PASSAGE SHOWN>

________________

Memorial Day Commemoration at the Intrepid Sea, Air, Space Museum Attended by NYC Mayor Bill de Blasio
Reporting and Videography by Luis Diaz
On Monday, May 31, 2022, NYC Mayor Bill de Blasio and numerous other dignitaries and members of the Armed Forces paid tribute to Memorial Day at the Intrepid Sea Air & Space Museum; an event which did not take place in person last year due to the COVID-19 pandemic. Last year, Mayor and wife, Chirlane McCray, laid wreaths in a solemn and quiet ceremony at the Brooklyn War Memorial at Cadman Plaza.
The ceremony which has gone on for many years was a welcomed return to semi-normalcy in a city that’s been rocked by the recent health scare.
The Mayor was one of a number of individuals who orated from a podium. Mr. de Blasio spoke of the meaning of Memorial Day and what it should mean to us as Americans. He remembered his father who’d served in World War II. Also mentioned was the effort made by the military on behalf of our city when the USNS Comfort arrived in early Spring of 2020. “The pandemic threw at us more than we ever could have imagined, but we did persevere, all of us, as New Yorkers, as Americans, we did persevere”, said the Mayor. “We found something inside ourselves. Let’s find it now.”

________________

TASKS>
**1)** In the Memorial Day article, where did the Mayor and his wife lay wreaths last year?
**2)** In the Memorial Day article, update everything from "Memorial Day Commemoration" down to "recent health scare.", putting "somber" in place of "solemn".

________________

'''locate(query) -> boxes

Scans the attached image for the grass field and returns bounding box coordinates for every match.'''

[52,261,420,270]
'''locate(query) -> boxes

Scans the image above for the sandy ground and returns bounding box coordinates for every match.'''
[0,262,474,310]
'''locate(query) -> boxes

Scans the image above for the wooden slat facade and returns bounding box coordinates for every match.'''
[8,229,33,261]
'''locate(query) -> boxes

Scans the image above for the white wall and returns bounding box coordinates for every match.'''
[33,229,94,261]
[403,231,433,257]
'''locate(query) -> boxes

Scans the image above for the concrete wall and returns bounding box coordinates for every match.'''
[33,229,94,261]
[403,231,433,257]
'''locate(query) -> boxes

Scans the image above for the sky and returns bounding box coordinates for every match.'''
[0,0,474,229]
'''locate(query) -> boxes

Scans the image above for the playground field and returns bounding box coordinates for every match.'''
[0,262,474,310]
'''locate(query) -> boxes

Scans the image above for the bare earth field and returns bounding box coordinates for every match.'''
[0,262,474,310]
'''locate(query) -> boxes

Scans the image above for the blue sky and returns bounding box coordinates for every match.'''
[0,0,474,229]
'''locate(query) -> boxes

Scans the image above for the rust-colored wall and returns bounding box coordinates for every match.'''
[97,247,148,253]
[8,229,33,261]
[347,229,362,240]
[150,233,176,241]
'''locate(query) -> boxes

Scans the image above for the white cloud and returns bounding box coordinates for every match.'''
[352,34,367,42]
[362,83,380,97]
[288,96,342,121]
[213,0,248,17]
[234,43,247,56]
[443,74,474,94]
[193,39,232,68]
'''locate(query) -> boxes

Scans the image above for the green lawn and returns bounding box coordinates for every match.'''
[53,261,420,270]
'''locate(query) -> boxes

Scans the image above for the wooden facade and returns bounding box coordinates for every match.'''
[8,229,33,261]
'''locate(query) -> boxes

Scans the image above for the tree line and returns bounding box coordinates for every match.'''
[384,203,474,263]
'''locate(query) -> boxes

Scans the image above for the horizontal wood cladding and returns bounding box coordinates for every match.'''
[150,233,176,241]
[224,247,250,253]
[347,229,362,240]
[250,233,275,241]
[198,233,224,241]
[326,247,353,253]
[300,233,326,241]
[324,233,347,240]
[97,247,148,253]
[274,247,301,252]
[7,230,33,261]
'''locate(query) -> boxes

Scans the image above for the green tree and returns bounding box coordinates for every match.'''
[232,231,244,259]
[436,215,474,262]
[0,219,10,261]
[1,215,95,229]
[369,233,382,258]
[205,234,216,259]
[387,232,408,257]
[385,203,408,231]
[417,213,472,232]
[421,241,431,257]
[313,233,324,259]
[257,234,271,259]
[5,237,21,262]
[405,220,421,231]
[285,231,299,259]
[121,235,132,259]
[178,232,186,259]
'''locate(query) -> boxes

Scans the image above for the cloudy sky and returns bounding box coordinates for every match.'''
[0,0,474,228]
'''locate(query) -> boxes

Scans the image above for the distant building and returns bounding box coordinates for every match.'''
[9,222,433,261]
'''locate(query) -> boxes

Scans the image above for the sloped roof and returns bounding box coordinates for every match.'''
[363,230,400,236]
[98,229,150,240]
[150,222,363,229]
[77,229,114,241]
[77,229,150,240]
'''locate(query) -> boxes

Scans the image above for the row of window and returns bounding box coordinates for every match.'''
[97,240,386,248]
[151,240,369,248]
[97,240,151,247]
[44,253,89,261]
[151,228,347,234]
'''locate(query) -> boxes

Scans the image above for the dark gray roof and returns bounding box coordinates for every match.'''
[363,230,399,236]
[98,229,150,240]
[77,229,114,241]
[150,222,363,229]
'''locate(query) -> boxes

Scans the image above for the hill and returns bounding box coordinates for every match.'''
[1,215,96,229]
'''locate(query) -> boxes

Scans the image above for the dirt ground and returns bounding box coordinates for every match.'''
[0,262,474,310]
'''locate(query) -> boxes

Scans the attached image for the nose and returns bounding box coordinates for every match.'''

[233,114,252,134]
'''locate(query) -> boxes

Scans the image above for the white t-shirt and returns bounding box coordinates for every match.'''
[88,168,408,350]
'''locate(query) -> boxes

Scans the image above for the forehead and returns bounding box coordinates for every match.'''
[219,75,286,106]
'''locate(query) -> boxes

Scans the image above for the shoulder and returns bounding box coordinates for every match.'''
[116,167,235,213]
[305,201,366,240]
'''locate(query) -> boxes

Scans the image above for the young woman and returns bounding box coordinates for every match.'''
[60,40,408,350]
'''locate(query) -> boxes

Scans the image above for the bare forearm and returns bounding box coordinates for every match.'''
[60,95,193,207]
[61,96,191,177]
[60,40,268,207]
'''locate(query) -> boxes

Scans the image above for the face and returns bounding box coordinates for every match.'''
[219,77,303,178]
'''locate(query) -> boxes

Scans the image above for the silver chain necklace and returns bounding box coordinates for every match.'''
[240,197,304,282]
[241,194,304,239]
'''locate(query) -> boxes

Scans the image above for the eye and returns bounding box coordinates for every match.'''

________________

RESPONSES BY TASK>
**1)** At the Brooklyn War Memorial at Cadman Plaza.

**2)**
Memorial Day Commemoration at the Intrepid Sea, Air, Space Museum Attended by NYC Mayor Bill de Blasio
Reporting and Videography by Luis Diaz
On Monday, May 31, 2022, NYC Mayor Bill de Blasio and numerous other dignitaries and members of the Armed Forces paid tribute to Memorial Day at the Intrepid Sea Air & Space Museum; an event which did not take place in person last year due to the COVID-19 pandemic. Last year, Mayor and wife, Chirlane McCray, laid wreaths in a somber and quiet ceremony at the Brooklyn War Memorial at Cadman Plaza.
The ceremony which has gone on for many years was a welcomed return to semi-normalcy in a city that’s been rocked by the recent health scare.